DIRECTIONS
Search the entries for the line containing "239L74 242L92 239L107". Repeat it, then every line after it, exactly through the final line.

Saved entries
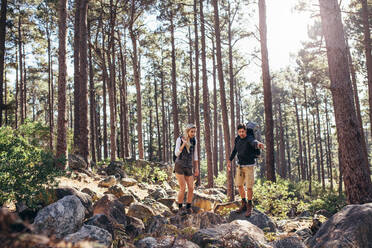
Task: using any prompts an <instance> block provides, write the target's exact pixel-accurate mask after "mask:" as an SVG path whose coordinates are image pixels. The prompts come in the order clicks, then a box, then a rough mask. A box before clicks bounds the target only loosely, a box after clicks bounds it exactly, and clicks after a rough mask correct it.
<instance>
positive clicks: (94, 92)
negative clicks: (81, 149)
mask: <svg viewBox="0 0 372 248" xmlns="http://www.w3.org/2000/svg"><path fill="white" fill-rule="evenodd" d="M88 37H89V43H88V46H89V48H88V49H89V103H90V104H89V117H90V118H89V124H90V139H89V141H90V152H91V155H92V160H93V161H94V162H96V161H97V159H96V147H95V141H96V139H95V135H96V130H97V128H96V125H95V124H96V123H95V115H96V113H95V109H96V103H95V89H94V72H93V59H92V48H91V43H90V42H91V37H90V23H89V25H88Z"/></svg>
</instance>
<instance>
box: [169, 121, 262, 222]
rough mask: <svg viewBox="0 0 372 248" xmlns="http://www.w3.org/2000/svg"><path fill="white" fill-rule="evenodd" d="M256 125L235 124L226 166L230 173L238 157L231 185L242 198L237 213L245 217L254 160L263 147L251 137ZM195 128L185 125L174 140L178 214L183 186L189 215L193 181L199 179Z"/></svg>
mask: <svg viewBox="0 0 372 248" xmlns="http://www.w3.org/2000/svg"><path fill="white" fill-rule="evenodd" d="M255 126H256V124H255V123H253V122H249V123H247V125H244V124H239V125H238V127H237V130H238V136H237V137H236V138H235V144H234V149H233V151H232V153H231V155H230V158H229V161H228V162H227V169H228V171H230V170H231V161H232V160H233V159H234V157H235V156H236V154H237V155H238V164H239V165H238V167H237V170H236V174H235V182H236V185H237V186H238V188H239V194H240V196H241V198H242V204H241V206H240V208H239V210H238V212H240V213H243V212H245V216H246V217H249V216H250V215H251V212H252V208H253V205H252V196H253V184H254V166H255V165H256V158H257V157H258V156H259V155H260V149H264V144H263V143H261V142H259V141H257V140H256V139H255V136H254V128H255ZM195 135H196V126H195V125H193V124H188V125H187V126H186V128H185V130H184V133H183V135H182V136H181V137H178V138H177V140H176V147H175V150H174V159H175V168H174V169H175V173H176V177H177V181H178V185H179V188H180V190H179V192H178V197H177V203H178V208H179V211H183V210H184V208H183V200H184V196H185V191H186V185H187V189H188V190H187V198H186V209H185V210H186V213H187V214H190V213H191V203H192V198H193V192H194V177H197V176H198V175H199V166H198V163H199V161H198V151H197V146H196V144H197V141H196V138H195ZM244 184H245V185H246V187H247V198H248V201H247V198H246V192H245V190H244Z"/></svg>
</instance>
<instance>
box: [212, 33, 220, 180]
mask: <svg viewBox="0 0 372 248" xmlns="http://www.w3.org/2000/svg"><path fill="white" fill-rule="evenodd" d="M211 40H212V64H213V114H214V118H213V139H214V142H213V165H214V176H215V177H217V176H218V157H219V155H218V134H217V131H218V125H217V122H218V106H217V78H216V77H217V75H216V56H215V54H214V51H215V44H214V38H213V36H212V39H211ZM222 156H223V155H222Z"/></svg>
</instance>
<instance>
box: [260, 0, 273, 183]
mask: <svg viewBox="0 0 372 248" xmlns="http://www.w3.org/2000/svg"><path fill="white" fill-rule="evenodd" d="M258 8H259V27H260V41H261V60H262V80H263V87H264V105H265V142H266V177H267V179H268V180H270V181H272V182H275V181H276V177H275V165H274V131H273V127H274V121H273V107H272V96H271V78H270V70H269V58H268V51H267V27H266V3H265V0H259V1H258Z"/></svg>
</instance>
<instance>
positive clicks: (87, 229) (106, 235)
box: [64, 225, 112, 247]
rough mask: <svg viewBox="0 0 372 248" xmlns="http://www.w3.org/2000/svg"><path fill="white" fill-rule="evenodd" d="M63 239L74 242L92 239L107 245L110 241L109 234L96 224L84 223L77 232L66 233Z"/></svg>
mask: <svg viewBox="0 0 372 248" xmlns="http://www.w3.org/2000/svg"><path fill="white" fill-rule="evenodd" d="M64 240H66V241H67V242H71V243H73V244H76V243H78V242H80V241H83V240H93V241H96V242H98V243H100V244H103V245H105V246H106V247H109V246H110V245H111V243H112V236H111V234H110V233H109V232H108V231H106V230H105V229H102V228H99V227H97V226H91V225H84V226H83V227H82V228H81V229H80V230H79V231H78V232H76V233H72V234H69V235H67V236H66V237H65V238H64Z"/></svg>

RESPONSE FOR THIS EXERCISE
rough mask: <svg viewBox="0 0 372 248" xmlns="http://www.w3.org/2000/svg"><path fill="white" fill-rule="evenodd" d="M63 239L74 242L92 239L107 245L110 241L109 234L96 224L84 223L77 232L66 233Z"/></svg>
mask: <svg viewBox="0 0 372 248" xmlns="http://www.w3.org/2000/svg"><path fill="white" fill-rule="evenodd" d="M64 240H66V241H67V242H71V243H73V244H76V243H78V242H80V241H83V240H93V241H96V242H98V243H100V244H103V245H105V246H106V247H109V246H110V245H111V243H112V236H111V234H110V233H109V232H108V231H106V230H105V229H102V228H99V227H97V226H91V225H84V226H83V227H82V228H81V229H80V230H79V231H78V232H76V233H72V234H69V235H67V236H66V237H65V238H64Z"/></svg>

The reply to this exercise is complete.